(Excerpts from a pointing dataset)
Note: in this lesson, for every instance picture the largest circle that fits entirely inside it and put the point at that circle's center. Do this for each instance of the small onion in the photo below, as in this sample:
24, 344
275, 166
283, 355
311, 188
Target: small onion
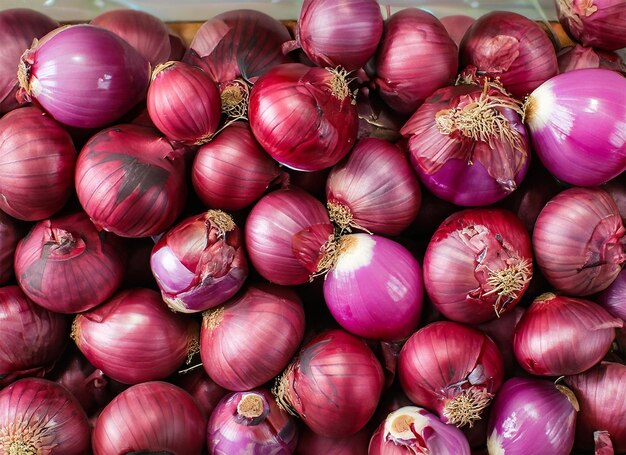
251, 422
532, 416
39, 416
579, 241
152, 417
563, 335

» Work required:
Rewrite all the rows above, requests included, with every point coordinate in the answers scaled by 1.5 and rounded to the nearest whole number, halves rounding up, while the numbers inside the requests stay unchanged. Leave the pictures out.

» Solution for this problem:
Note: in this lesson, for every instance picture the largest circle that fits entirely inside it and put the point at that circle's center. Do this for each instance of the small onion in the photo below, as in this sample:
24, 344
275, 166
283, 355
311, 188
Target: small onion
377, 633
798, 624
59, 624
869, 362
228, 626
845, 503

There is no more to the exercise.